■ **DATA FOR PROCESSING**
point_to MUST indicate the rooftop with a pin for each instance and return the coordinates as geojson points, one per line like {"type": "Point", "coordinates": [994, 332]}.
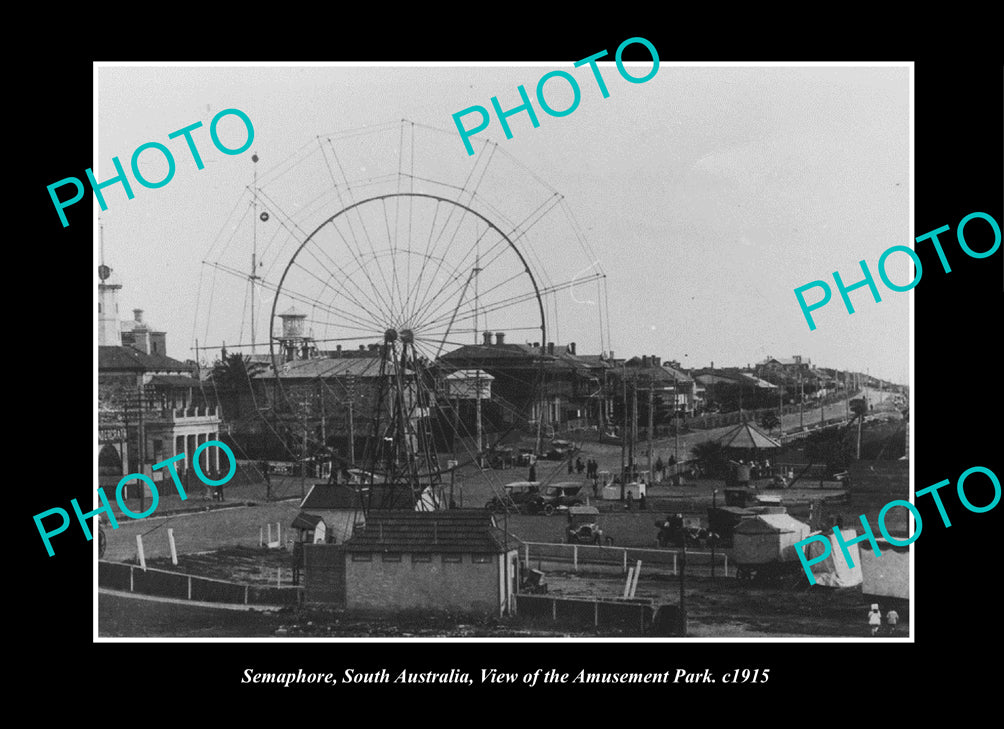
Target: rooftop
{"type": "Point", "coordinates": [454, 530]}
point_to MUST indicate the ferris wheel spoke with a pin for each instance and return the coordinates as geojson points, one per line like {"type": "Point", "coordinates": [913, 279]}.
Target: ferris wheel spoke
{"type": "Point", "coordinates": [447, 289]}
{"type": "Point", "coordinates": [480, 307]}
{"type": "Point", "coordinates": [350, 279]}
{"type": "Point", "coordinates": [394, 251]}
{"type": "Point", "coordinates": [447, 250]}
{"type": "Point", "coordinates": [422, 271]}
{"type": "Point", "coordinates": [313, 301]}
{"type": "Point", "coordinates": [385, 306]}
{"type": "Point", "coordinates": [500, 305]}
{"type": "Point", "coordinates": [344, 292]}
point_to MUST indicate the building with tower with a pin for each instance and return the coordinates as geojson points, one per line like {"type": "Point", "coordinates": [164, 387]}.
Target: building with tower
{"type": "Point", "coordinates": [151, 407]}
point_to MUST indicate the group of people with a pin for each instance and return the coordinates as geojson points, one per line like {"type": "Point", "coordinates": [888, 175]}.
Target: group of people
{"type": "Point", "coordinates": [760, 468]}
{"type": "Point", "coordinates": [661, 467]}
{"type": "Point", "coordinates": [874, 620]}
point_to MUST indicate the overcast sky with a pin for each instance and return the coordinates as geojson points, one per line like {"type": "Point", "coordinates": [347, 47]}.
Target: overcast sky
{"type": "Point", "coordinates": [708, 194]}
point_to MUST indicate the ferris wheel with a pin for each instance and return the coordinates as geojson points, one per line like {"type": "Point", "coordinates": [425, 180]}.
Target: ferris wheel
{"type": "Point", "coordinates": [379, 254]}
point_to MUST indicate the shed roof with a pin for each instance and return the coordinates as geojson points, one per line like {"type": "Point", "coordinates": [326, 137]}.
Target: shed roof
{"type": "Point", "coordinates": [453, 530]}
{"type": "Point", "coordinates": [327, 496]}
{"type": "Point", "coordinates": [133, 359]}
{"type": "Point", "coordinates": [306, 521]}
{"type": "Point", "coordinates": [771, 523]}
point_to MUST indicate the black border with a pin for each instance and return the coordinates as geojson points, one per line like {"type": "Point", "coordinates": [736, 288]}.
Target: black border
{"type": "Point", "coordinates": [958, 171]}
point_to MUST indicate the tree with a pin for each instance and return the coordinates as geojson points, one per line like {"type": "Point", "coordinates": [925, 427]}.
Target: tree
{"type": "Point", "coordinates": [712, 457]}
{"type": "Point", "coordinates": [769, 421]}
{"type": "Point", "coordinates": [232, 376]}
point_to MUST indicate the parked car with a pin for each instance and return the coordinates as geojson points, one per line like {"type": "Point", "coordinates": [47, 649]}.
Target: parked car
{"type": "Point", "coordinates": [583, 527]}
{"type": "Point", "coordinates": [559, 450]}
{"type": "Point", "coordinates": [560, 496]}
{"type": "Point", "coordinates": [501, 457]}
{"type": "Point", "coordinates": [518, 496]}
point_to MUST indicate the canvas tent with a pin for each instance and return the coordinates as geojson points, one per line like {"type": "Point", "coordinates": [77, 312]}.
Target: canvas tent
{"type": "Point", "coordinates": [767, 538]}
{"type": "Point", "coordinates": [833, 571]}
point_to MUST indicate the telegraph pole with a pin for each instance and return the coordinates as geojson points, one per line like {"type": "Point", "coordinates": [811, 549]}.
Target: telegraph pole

■ **WHAT YOU WILL DO**
Please repeat, with no pictures, each line from the start of the records above through the line with "point_to MUST indicate the group", inclusive, and only those.

■ **RESPONSE TO THE EXERCISE**
point_to MUST indicate the rooftop with a pin for each instance and return the coordinates as geojson points, one per line like {"type": "Point", "coordinates": [994, 332]}.
Target: rooftop
{"type": "Point", "coordinates": [454, 530]}
point_to MUST indicate the ferris wheel spoke with a pin for each instance and return the coordinates as geojson points, one per line like {"type": "Point", "coordinates": [913, 279]}.
Target: ferris wheel spoke
{"type": "Point", "coordinates": [447, 289]}
{"type": "Point", "coordinates": [480, 307]}
{"type": "Point", "coordinates": [350, 279]}
{"type": "Point", "coordinates": [394, 251]}
{"type": "Point", "coordinates": [447, 250]}
{"type": "Point", "coordinates": [422, 271]}
{"type": "Point", "coordinates": [313, 301]}
{"type": "Point", "coordinates": [385, 306]}
{"type": "Point", "coordinates": [500, 305]}
{"type": "Point", "coordinates": [344, 292]}
point_to MUST indicate the building with tower with a pin for each instance and return the coordinates as geojson points, one per line like {"type": "Point", "coordinates": [164, 387]}.
Target: building with tower
{"type": "Point", "coordinates": [151, 407]}
point_to MUST indicate the group of people with a pin for each instance and return the coordinates as geojson points, one per line like {"type": "Point", "coordinates": [888, 175]}.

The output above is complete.